▸ **THE PROBLEM**
Working down the material below, reproduce exactly every line from the one containing "annotation. Detect rider's" to the last line, and only those.

"""

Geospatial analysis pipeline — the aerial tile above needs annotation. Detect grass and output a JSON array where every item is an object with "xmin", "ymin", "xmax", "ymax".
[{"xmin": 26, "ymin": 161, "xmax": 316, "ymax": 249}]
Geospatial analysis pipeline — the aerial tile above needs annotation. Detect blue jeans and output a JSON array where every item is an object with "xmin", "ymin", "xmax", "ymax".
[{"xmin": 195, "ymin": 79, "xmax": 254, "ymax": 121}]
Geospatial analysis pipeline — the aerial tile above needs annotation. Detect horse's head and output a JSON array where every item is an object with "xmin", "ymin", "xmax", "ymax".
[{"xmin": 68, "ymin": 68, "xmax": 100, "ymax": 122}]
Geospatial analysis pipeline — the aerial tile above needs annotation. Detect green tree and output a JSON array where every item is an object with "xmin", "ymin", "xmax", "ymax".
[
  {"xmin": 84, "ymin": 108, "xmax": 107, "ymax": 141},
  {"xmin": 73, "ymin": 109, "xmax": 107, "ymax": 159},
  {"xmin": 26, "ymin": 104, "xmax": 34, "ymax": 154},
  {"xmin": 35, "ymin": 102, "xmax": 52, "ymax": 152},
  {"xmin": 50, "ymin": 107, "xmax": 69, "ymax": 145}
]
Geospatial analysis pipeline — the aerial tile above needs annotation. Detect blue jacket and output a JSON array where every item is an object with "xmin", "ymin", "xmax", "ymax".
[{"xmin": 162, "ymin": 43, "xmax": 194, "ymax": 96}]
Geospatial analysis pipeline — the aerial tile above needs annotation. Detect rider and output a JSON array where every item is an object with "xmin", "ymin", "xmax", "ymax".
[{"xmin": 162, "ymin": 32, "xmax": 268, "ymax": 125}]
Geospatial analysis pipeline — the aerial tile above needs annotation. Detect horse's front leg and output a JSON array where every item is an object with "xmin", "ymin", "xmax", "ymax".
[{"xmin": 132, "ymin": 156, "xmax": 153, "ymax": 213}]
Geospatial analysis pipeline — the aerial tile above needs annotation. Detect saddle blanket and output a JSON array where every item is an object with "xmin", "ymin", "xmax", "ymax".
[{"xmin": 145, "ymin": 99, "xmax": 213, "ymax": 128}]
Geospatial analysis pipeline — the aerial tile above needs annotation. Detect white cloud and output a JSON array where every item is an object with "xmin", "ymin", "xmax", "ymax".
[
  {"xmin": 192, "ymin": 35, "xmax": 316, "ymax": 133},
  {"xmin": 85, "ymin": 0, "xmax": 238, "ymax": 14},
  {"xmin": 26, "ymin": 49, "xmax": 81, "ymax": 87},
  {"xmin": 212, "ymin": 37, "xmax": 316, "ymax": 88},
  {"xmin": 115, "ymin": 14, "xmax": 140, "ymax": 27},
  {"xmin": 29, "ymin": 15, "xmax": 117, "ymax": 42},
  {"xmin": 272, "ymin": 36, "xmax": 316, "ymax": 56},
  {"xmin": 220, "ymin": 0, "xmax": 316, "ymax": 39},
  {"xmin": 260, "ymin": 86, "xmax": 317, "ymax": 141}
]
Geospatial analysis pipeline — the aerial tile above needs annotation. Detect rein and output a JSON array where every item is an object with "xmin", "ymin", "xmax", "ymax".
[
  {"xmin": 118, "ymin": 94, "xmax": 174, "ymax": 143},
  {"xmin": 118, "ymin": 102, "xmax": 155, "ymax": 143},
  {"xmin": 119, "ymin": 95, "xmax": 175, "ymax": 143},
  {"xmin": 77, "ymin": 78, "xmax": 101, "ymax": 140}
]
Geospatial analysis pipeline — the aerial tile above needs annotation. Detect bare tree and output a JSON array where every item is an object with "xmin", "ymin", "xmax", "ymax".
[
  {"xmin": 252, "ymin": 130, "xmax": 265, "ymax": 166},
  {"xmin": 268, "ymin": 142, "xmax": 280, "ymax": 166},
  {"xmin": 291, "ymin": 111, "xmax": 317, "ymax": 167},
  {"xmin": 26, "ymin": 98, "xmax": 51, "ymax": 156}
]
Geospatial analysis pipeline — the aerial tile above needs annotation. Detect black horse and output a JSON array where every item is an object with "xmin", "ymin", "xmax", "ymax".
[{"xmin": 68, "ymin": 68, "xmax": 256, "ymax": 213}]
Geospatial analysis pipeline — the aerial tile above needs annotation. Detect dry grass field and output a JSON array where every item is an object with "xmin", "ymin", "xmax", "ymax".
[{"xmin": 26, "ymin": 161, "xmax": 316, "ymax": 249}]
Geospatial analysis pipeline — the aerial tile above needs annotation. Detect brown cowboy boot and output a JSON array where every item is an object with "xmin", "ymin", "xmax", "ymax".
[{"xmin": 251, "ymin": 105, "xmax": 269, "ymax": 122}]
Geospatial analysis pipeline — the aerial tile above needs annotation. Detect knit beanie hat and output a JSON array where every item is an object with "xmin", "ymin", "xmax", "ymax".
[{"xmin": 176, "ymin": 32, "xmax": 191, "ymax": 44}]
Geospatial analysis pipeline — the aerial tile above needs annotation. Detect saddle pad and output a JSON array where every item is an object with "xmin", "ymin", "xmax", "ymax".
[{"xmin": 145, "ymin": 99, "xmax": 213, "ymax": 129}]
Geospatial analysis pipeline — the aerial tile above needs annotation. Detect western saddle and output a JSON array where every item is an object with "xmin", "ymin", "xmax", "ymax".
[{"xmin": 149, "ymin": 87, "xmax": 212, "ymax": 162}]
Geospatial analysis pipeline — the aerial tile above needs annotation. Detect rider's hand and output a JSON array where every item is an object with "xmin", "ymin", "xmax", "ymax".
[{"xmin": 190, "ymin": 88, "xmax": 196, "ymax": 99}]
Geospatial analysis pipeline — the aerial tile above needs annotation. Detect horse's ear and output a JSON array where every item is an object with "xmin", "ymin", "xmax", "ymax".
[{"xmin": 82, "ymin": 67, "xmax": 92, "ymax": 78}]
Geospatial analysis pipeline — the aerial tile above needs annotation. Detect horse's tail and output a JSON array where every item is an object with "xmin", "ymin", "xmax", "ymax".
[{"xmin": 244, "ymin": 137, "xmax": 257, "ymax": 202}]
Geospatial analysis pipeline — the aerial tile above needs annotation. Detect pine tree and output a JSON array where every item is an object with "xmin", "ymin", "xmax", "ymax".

"""

▸ **EXPECTED ANSWER**
Geospatial analysis pipeline — the aerial tile above needs annotation. Detect rider's hand and output a JSON array where every item is an object with "xmin", "ymin", "xmax", "ymax".
[{"xmin": 190, "ymin": 88, "xmax": 196, "ymax": 99}]
Geospatial analysis pipeline — the aerial tile above needs annotation. Detect horse's ear and output a JSON array where every item is an object with "xmin", "ymin", "xmax", "ymax".
[{"xmin": 82, "ymin": 67, "xmax": 92, "ymax": 78}]
Geospatial analysis pipeline — the aerial tile above needs annotation. Detect horse's tail and output a JSON array where every item is an object with "xmin", "ymin", "xmax", "ymax".
[{"xmin": 244, "ymin": 137, "xmax": 257, "ymax": 202}]
Geospatial analysis pipeline — the aerial tile above needs annotation. Detect pine tree and output a JSON array where every item is an object with "xmin", "ymin", "xmax", "ymax".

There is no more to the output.